== EXTRACT TO READ ==
What, every other post?

I kinda think that it would have been better back a few weeks ago, when there were no open threads for two weeks at a time, rather than have one with only one other post between it and the last one, and that only four after the last one. That makes three open threads total on the sidebar now, and already people have been clearly indecisive about where to post.

But, hey, your blog.

Well, you know, a reading of the entire book may show that Athens were the bad guys, and the speech not a listing of virtues, but of vices. Thucydides was a very conservative writer. Or maybe the larger point, helped by Xenophon's & Herodotus work on Sparta, is that those Greeks were free: That human nature is terrifyingly malleable clay.

Sparta has gotten a bad rap, and is no longer as favored as it was even 200 years ago. The book, the story, the tragedy and Glory of Greece is what inspired and terrified the founders, that made them fear democracy.

I am too tired for this argument.
...
Why am I up at 4 AM? Cause I was clicking around and TCM were showing their documentaries on Clara Bow and Louise Brooks back to back. Nuff said?

That man over there say
   a woman needs to be helped into carriages
and lifted over ditches
   and to have the best place everywhere.
Nobody ever helped me into carriages
  or over mud puddles
    or gives me a best place. . .

And ain't I a woman?
   Look at me
Look at my arm!
   I have plowed and planted
and gathered into barns
   and no man could head me. . .
And ain't I a woman?
   I could work as much
and eat as much as a man--
   when I could get to it--
and bear the lash as well
   and ain't I a woman?
I have born 13 children
     and seen most all sold into slavery
and when I cried out a mother's grief
     none but Jesus heard me. . .
and ain't I a woman?
     that little man in black there say
a woman can't have as much rights as a man
     cause Christ wasn't a woman
Where did your Christ come from?
     From God and a woman!
Man had nothing to do with him!
     If the first woman God ever made
was strong enough to turn the world
     upside down, all alone
together women ought to be able to turn it
     rightside up again.

Well, it's an open thread, why not cite one of your homegrown great orators?

why not cite one of your homegrown great orators?

because there aren't any, in any of the towns i call 'home'.

about the best i can do is Dave LaPoint (baseball player): "I don't know how anyone can put on a uniform and not care about winning."

or (composer, producer) Teo Macero: "So he [Miles Davis] sends me the tape, I listen to it, and I say, "Oh yeah, maybe we can stick that in here." And there were a lot of times in my career with Miles that I would do that. Put the cassette right from the stage into the Master tape. And we did a lot of electronic effects when we did Sketches of Spain. I mean if you listen to it very carefully you'll hear that in one spot on the record the band comes up center and splits, goes around and comes up again. We had all kinds of boxes and one engineer would be monitoring one box and I'll be monitoring the other to make this effect. I mean not many people really have heard that record the way it should be. But they've put it back out again. CBS and the Miles Davis collection. And it's not the same. I mean there was a wealth of love to make this music boil."

gary, why so sour?

Jes, loved your poem. Great prose often reads like poetry. This one does.

Seb, a great oration. Think before acting - what a novel thought!

Jake

oh, and cleek, very insightful. I wonder how often we get to claim our "greats"? Like you, I don't know of any great orators or quotable writers from the places I call home.

== WORK TO DO ==
**A)** Decide whether each statement agrees with the comment thread, answering yes or no and quoting the words that settle it: (i) TCM was showing documentaries on Clara Bow and Louise Brooks back to back. (ii) The speaker of the poem says she has borne twelve children. (iii) Dave LaPoint is identified as a composer.
**B)** In the comment thread, on which record does Teo Macero say they did a lot of electronic effects?
**C)** Copy the stretch of the comment thread from "I have plowed" through "heard me. . .".

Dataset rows
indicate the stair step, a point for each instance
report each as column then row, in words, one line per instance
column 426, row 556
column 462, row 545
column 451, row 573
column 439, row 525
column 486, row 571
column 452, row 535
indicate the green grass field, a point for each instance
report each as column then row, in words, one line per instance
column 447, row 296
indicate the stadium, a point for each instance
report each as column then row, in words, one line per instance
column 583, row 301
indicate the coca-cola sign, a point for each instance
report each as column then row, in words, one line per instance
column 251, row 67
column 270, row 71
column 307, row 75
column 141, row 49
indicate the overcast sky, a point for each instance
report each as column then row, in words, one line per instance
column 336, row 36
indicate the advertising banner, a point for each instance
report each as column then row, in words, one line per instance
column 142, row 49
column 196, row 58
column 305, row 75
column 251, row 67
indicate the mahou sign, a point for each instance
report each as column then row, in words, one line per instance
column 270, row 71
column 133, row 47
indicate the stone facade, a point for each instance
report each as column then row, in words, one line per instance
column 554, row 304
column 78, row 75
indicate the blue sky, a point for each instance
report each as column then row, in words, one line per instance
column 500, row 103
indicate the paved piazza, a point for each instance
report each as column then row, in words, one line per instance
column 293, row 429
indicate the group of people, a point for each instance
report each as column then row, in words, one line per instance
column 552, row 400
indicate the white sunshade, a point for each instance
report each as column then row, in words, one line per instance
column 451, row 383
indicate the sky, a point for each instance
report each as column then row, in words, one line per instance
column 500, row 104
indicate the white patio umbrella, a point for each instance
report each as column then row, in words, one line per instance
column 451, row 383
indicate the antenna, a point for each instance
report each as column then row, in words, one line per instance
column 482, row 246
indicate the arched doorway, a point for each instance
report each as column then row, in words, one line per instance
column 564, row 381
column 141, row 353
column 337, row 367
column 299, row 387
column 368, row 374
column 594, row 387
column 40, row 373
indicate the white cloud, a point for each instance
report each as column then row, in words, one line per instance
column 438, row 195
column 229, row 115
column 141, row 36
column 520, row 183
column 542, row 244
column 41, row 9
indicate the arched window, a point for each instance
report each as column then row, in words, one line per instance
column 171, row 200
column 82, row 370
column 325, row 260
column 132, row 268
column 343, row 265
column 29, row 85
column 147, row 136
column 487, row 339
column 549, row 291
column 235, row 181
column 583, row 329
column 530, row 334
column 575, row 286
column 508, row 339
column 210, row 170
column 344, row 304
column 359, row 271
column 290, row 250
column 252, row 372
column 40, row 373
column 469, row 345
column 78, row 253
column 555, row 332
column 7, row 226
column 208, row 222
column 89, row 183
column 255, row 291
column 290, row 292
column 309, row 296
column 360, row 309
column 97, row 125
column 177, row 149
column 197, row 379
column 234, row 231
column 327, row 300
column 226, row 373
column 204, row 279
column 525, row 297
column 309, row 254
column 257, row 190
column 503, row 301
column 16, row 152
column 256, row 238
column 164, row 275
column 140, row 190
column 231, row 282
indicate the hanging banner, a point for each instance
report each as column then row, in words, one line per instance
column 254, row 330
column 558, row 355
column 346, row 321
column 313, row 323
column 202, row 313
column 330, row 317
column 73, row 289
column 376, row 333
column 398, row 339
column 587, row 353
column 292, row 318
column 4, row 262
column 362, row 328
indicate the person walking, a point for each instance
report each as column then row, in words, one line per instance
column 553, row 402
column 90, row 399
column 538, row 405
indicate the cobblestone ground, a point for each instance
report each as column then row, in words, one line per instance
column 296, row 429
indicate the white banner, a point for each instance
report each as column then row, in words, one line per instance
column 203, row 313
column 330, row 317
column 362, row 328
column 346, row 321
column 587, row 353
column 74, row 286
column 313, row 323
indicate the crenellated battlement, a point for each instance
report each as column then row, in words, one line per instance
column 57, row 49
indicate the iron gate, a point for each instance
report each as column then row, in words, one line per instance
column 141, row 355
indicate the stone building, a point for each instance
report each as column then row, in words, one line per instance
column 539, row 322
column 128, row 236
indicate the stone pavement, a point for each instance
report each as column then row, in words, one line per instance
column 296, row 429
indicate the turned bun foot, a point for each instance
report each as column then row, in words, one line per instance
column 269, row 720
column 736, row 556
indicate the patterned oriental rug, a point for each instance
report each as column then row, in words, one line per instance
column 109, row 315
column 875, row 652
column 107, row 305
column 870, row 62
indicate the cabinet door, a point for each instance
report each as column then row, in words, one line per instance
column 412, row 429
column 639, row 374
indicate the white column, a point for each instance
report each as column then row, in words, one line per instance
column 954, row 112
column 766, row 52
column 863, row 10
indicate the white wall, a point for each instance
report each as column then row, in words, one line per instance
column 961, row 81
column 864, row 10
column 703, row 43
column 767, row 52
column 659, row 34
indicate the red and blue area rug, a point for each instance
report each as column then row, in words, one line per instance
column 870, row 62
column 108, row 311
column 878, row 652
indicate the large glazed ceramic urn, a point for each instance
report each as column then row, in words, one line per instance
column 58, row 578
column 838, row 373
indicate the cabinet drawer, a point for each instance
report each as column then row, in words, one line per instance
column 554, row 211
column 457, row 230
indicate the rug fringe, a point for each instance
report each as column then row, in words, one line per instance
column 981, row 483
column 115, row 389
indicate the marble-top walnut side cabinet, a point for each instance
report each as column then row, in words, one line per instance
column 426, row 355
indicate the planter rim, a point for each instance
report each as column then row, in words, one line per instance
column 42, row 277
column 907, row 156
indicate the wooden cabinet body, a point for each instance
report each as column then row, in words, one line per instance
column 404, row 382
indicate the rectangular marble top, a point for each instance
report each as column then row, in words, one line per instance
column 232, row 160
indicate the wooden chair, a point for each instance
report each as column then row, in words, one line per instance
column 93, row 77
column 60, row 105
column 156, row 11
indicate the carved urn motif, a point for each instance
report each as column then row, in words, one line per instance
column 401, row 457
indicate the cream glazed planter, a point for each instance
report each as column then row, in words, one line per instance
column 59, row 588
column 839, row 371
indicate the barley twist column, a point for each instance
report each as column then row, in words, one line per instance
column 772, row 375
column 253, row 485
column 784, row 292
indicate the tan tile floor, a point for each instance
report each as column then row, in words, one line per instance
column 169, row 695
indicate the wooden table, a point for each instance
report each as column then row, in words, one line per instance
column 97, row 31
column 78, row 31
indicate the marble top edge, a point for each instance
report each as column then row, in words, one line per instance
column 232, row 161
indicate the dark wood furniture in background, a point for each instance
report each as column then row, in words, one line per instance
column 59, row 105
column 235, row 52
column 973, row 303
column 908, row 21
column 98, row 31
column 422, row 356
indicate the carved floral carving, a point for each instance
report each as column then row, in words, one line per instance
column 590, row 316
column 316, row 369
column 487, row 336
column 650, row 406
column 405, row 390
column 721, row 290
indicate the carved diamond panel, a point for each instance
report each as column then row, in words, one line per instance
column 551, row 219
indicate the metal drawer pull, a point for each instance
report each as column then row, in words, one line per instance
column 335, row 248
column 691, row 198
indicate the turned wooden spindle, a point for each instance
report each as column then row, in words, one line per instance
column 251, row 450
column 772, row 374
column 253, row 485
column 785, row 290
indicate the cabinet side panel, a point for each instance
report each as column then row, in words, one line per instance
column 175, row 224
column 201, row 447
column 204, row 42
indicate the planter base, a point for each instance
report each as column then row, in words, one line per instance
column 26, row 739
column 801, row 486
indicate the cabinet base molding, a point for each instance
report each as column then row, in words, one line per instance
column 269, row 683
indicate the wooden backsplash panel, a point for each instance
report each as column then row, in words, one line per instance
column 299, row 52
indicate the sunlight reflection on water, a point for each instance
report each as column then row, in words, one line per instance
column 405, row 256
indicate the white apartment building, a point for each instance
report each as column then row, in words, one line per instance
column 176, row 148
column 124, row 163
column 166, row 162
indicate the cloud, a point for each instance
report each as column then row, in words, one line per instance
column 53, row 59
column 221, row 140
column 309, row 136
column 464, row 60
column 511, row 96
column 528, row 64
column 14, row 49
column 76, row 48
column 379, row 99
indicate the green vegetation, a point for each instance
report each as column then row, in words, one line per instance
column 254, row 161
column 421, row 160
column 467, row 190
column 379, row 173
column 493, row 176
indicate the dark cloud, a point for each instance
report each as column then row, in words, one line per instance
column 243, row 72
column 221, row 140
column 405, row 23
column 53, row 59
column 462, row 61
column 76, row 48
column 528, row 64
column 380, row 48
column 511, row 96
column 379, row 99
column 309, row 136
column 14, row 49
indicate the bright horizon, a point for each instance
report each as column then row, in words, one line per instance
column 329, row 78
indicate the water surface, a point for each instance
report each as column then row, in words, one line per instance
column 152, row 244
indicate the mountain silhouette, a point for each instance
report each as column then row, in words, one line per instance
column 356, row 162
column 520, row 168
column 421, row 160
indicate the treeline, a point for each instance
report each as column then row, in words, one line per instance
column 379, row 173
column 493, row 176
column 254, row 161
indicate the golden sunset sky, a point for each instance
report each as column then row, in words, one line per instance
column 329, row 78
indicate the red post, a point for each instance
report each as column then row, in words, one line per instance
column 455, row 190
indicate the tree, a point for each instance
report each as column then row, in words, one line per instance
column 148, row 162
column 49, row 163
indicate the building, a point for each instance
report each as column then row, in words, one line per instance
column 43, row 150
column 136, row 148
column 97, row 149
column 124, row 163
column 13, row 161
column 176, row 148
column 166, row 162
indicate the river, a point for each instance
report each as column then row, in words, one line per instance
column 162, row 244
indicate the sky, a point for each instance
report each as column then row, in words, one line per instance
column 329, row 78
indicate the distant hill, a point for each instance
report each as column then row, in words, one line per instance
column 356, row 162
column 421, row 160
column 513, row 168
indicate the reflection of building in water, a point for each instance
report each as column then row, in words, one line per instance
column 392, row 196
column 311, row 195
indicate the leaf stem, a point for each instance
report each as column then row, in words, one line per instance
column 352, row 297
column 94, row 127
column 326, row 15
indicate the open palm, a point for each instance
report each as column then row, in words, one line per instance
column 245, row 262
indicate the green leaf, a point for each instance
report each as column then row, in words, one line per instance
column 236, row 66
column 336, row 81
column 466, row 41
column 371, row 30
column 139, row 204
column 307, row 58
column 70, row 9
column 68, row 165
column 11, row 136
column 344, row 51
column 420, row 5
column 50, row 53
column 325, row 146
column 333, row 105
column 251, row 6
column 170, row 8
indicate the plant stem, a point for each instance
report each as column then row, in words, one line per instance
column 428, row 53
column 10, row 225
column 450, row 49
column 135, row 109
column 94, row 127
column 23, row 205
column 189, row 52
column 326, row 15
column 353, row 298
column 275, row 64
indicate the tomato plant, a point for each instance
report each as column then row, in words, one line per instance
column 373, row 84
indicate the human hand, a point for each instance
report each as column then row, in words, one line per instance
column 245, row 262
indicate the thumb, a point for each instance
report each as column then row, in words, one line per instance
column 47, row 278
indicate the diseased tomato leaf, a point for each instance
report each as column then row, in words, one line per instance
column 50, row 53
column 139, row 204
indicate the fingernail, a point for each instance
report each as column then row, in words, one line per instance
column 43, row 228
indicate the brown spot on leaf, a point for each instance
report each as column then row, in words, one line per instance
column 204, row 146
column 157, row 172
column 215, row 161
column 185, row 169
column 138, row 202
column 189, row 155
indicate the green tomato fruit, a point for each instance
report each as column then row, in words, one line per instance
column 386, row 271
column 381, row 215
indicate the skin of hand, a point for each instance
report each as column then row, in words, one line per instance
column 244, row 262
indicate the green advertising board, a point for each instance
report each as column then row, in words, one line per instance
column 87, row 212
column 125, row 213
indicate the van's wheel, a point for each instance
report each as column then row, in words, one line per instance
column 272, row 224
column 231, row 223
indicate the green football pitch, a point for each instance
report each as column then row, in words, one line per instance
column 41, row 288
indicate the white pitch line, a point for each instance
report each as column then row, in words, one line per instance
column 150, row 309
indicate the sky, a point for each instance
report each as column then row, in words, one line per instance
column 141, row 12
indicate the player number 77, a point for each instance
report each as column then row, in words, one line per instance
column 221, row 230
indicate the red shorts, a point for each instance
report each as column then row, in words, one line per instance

== EXERCISE ANSWERS ==
**A)**
(i) Yes: "TCM were showing their documentaries on Clara Bow and Louise Brooks back to back."
(ii) No: "I have born 13 children"
(iii) No: "Dave LaPoint (baseball player)"

**B)** Sketches of Spain.

**C)**
I have plowed and planted
and gathered into barns
   and no man could head me. . .
And ain't I a woman?
   I could work as much
and eat as much as a man--
   when I could get to it--
and bear the lash as well
   and ain't I a woman?
I have born 13 children
     and seen most all sold into slavery
and when I cried out a mother's grief
     none but Jesus heard me. . .